■ Source text
=======
Please introduce yourself:
I am Alexandria Smith, 25 year’s old born in Illinois and raised in Atlanta, Georgia. My mother, two brothers and I moved to Atlanta after my mother divorced my father of years of physical and verbal abuse. I live in a predominately urban African-American community. My mother worked as a sales clerk at Walmart and my stepfather as a laborer pay check to pay check. During my early years of college, my mother was unable to drive; taking public transportation to work double shifts to give all she could to provide. Our family stood grounded in our faith in the Word of God. My mother saw something extraordinary in me that I couldn’t see in myself.
=======
■ Request 1
Translate this sentence from Alexandria Smith's self-introduction into Spanish: "Our family stood grounded in our faith in the Word of God."
■ Request 2
Resume Alexandria Smith's self-introduction after its final sentence and keep it going.

■ Entries
=======
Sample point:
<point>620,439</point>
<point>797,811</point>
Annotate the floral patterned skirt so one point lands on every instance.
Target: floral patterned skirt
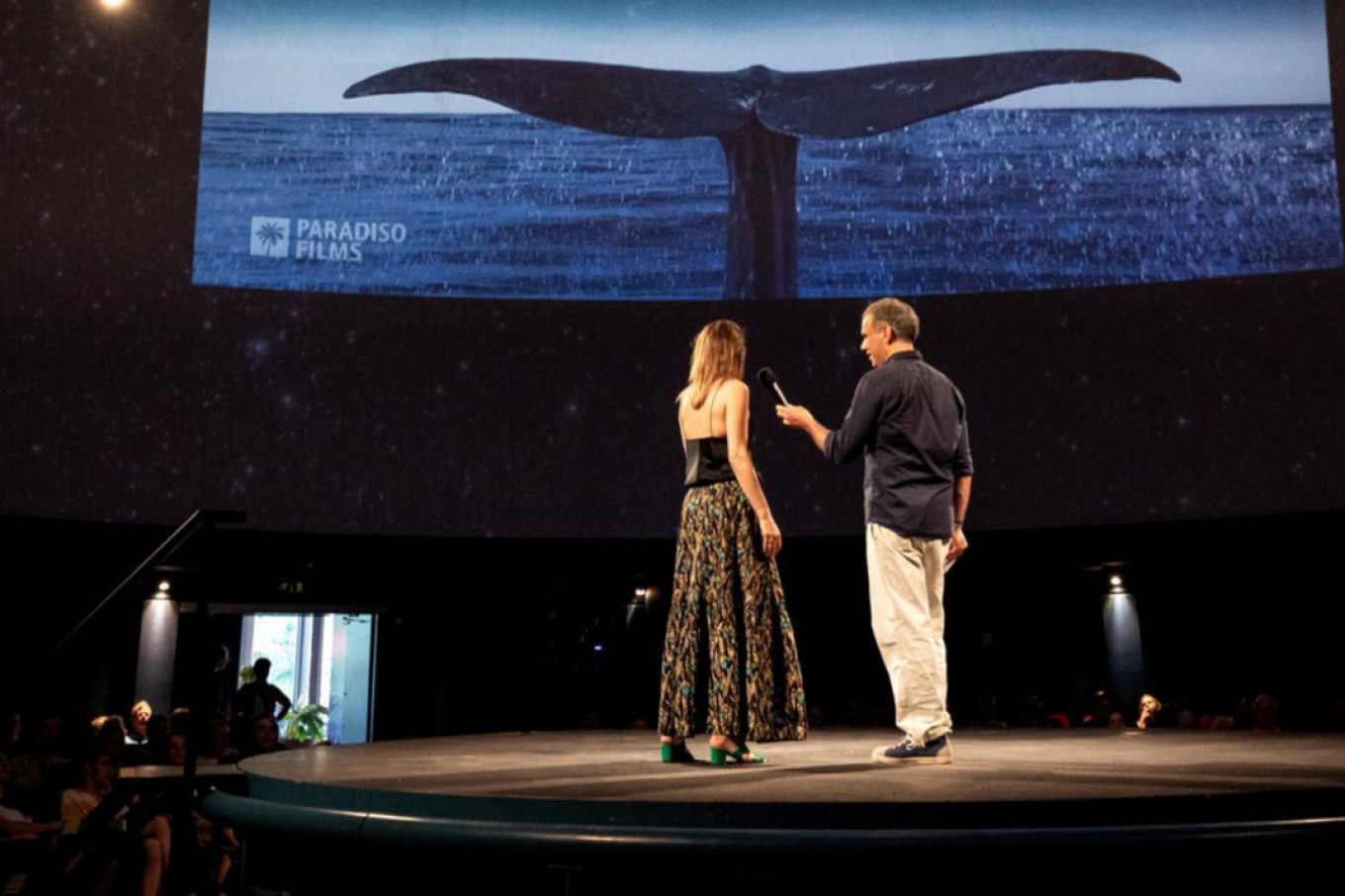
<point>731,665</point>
=======
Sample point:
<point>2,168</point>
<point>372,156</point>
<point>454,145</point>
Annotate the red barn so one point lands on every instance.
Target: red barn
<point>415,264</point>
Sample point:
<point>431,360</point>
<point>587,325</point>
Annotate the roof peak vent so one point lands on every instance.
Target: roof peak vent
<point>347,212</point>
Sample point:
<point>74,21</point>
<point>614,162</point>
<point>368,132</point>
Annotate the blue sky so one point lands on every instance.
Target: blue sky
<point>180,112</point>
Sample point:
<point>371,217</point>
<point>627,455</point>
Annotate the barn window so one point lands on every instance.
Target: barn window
=======
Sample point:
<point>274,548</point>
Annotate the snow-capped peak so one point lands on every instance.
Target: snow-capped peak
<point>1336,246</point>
=======
■ Task output 1
Nuestra familia se mantenía firme en nuestra fe en la Palabra de Dios.

■ Task output 2
In college, my mother sacrificed her savings and retirement funds to fund my schooling while I worked many minimum-wage jobs. I graduated from Georgia Military College, Georgia State University and the University of Cape Town in South Africa. I volunteered at Hosea Feed the Hungry, Hands on Atlanta, Outdoor Nation, Atlanta Community Food Bank, Medshare. Even as college graduate, I doubted my ability, intelligence, vernacular to be qualified doing any international work. I knew my heart was set on working internationally, but the fears of not being accepted, understood, and competent as an African-American woman working abroad to other races put me at dis-ease. I glimpsed over the brochure for the Peace Corps noticing, “Life’s Calling.” I didn’t know where I was going in life, so I applied for the Peace Corps expecting this job to be the beginning to my new life.
What sparked your interest in joining the Peace Corps?
I applied to Peace Corps to understand serving without the incentive of financial strings attached in an undeveloped country. Serving was confidently all I knew well working in the retail and sales industry. I worked from waitressing, retail, and sales serving customers and/or guests in exchange for compensation for my services. In my work settings, I built relationships based on financial obligations and commitments tied for the company benefits. Although, after receiving my compensation, rewards and promotions, the company grew successful, but I grew emptier.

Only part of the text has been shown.